Your instructions>
The entire listing below needs to be transcribed word for word.

■ ■ ■ ■ ■

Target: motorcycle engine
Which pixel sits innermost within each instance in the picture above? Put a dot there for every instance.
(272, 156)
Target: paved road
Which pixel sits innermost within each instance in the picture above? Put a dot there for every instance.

■ ■ ■ ■ ■

Result>
Target: motorcycle engine
Which pixel sits innermost within each instance in the picture above? Put a dot there for every instance.
(272, 156)
Target: paved road
Which pixel sits innermost within each instance in the picture above? Put a dot there for every instance.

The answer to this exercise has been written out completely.